**REQUIRED TASK**
Could you convert everything from the row containing "the stormy sky" down to the end of the rows into a Markdown table, leaving out blank lines? Use the columns "Number" and "Text".

**Excerpts from a point labeling dataset**
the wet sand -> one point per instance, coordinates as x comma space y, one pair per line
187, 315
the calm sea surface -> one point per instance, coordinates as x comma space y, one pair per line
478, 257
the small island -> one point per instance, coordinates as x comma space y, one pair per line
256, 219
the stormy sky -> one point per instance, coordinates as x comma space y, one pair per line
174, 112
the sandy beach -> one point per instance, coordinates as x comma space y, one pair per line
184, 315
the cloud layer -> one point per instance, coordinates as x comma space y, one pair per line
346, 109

**EXERCISE SOLUTION**
| Number | Text |
|---|---|
| 1 | the stormy sky -> one point per instance, coordinates as x comma space y, one pair per line |
| 2 | 174, 112 |
| 3 | the sandy beach -> one point per instance, coordinates as x comma space y, one pair per line |
| 4 | 184, 315 |
| 5 | the cloud layer -> one point per instance, coordinates as x comma space y, one pair per line |
| 6 | 346, 109 |